L’éduc s’il n’est pas un parent de substitution, est au moins « un substrat de substitution » à l’étayage psychique. L’exemple de l’internat : à qui l’enfant placé exprimera t’il, confiera ses peurs nocturnes ? 

Je pense que l’éduc « est », et c’est bien ce qui compte, au delà de ce qu’il « devrait être ».

Et c’est peut-être cela qui fait la richesse de ce métier et sa spécificité.

Revenons à Maro : la majorité de l’équipe éducative, sous couvert d’une hiérarchie absente du terrain, aura donc trouvée un consensus : on vide ses cannettes de bières dans l’évier, et on le « puni ». De sa place d’usager permanent (chambre individuelle, accès à diverses activités, et surtout nourriture familiale et conviviale) on le rétrograde à celui d’usager non-permanent (boîtes de conserve et place remise en jeu tous les 3 jours).
# # # #
Restituez sans rien changer tout ce qui va de « L’éduc s’il n’est » jusqu’à « et sa spécificité. » dans le texte sur le métier d’éducateur.
# # # #
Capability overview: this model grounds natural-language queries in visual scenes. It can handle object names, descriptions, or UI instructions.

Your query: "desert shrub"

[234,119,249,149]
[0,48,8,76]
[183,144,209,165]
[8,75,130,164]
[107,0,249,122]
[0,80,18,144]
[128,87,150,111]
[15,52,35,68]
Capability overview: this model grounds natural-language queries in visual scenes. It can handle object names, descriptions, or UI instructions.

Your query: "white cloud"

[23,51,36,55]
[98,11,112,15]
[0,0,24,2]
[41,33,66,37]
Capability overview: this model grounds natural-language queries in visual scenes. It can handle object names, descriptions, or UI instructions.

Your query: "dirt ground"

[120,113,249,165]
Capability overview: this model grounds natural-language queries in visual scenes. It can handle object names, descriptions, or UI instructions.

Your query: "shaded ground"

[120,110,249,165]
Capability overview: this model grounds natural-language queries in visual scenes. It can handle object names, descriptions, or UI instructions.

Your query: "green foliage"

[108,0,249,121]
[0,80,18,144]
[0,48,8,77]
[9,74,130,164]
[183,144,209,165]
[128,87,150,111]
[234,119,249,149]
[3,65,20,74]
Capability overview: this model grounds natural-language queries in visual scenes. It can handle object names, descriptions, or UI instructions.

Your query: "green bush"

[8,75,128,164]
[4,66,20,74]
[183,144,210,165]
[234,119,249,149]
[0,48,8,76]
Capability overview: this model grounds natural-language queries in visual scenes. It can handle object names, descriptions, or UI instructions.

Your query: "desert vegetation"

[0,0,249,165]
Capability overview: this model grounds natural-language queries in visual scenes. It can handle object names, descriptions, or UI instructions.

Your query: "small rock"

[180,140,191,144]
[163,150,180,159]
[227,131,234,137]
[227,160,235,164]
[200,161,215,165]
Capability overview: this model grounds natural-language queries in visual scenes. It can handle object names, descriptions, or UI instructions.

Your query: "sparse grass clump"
# # # #
• _Réponse proposée_:
L’éduc s’il n’est pas un parent de substitution, est au moins « un substrat de substitution » à l’étayage psychique. L’exemple de l’internat : à qui l’enfant placé exprimera t’il, confiera ses peurs nocturnes ? 

Je pense que l’éduc « est », et c’est bien ce qui compte, au delà de ce qu’il « devrait être ».

Et c’est peut-être cela qui fait la richesse de ce métier et sa spécificité.